PROVIDED TEXT
==*==

Forum Moderators: open

Message Too Old, No Replies

Deepcrawl question, and HTTP_IF_MODIFIED_SINCE

         

Jesse_Smith

4:19 am on Mar 14, 2003 (gmt 0)

WebmasterWorld Senior Member 10+ Year Member



On my sites that I havn't done any changes to since the last deepcrawl, the deepcrawl is hardly doing anything, while it is going through sites that I have added stuff to and made changes to. Will it delete links that it doesn't look at in the deepcrawl? If it skips a site that hasn't had any changes to, does that mean the server supports HTTP_IF_MODIFIED_SINCE?

How do you know if you have HTTP_IF_MODIFIED_SINCE on the server?

On 2/11/03 when I tried it out with Google in a log script, it gave out
HTTP_IF_MODIFIED_SINCE >> Thu, 02 Jan 2003 03:57:20 GMT
so I'm guessing my server does support it, saving me a ton of bandwidth, and won't delete the links it doesn't look at. Would that be correct?

==*==

PROVIDED MATERIAL

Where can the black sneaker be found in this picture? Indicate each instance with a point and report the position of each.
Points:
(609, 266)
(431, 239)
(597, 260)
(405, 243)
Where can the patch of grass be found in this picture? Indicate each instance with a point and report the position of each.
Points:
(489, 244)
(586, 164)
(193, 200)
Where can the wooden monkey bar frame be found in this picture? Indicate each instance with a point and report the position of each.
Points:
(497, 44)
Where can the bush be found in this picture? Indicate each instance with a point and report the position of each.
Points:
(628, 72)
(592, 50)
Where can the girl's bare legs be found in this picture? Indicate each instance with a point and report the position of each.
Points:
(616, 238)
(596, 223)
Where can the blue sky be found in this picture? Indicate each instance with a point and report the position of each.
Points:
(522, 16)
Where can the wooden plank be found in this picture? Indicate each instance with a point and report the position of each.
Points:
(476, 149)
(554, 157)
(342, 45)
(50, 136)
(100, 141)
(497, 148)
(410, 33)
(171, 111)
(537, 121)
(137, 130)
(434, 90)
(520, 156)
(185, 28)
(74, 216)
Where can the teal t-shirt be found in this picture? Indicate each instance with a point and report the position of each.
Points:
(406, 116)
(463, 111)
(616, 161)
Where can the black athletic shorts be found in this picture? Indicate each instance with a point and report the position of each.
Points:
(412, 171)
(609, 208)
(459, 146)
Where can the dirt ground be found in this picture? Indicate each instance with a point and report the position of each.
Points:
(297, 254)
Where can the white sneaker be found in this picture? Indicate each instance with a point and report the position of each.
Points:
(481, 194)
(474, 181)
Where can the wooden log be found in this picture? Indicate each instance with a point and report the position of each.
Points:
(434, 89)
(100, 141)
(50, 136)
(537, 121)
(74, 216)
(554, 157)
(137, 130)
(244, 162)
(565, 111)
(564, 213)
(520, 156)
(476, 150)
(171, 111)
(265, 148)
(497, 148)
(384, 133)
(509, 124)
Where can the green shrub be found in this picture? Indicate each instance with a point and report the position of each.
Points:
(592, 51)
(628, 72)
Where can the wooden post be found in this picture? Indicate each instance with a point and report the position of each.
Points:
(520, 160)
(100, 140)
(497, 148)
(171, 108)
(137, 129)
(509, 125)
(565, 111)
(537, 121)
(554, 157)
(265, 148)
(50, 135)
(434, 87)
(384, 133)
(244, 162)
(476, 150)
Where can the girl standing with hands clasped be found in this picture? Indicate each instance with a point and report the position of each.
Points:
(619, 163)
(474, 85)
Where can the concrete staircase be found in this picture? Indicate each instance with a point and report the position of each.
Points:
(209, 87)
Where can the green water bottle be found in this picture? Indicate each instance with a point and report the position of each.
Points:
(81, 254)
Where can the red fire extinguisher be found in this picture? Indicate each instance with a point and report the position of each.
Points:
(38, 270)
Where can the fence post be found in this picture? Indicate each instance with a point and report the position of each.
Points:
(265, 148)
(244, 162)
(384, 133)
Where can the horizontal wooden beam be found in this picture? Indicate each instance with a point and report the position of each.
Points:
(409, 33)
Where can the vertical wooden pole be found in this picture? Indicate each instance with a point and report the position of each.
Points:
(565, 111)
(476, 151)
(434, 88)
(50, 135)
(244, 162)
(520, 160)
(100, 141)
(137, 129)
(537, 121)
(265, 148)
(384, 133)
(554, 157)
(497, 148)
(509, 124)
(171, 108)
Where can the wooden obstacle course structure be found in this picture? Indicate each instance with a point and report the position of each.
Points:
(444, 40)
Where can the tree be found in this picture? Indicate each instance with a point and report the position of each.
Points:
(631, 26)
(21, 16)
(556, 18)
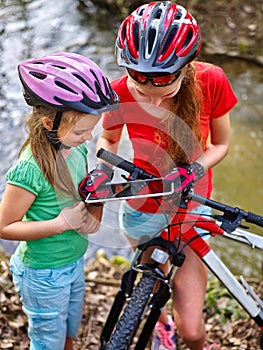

==*==

EXERCISE DIRECTIONS
Revise the forum thread, starting at the words "On my sites" and stopping after "on the server?", with "server" changed to "host" throughout. Rely only on the forum thread.

ANSWER IN FULL
On my sites that I havn't done any changes to since the last deepcrawl, the deepcrawl is hardly doing anything, while it is going through sites that I have added stuff to and made changes to. Will it delete links that it doesn't look at in the deepcrawl? If it skips a site that hasn't had any changes to, does that mean the host supports HTTP_IF_MODIFIED_SINCE?

How do you know if you have HTTP_IF_MODIFIED_SINCE on the host?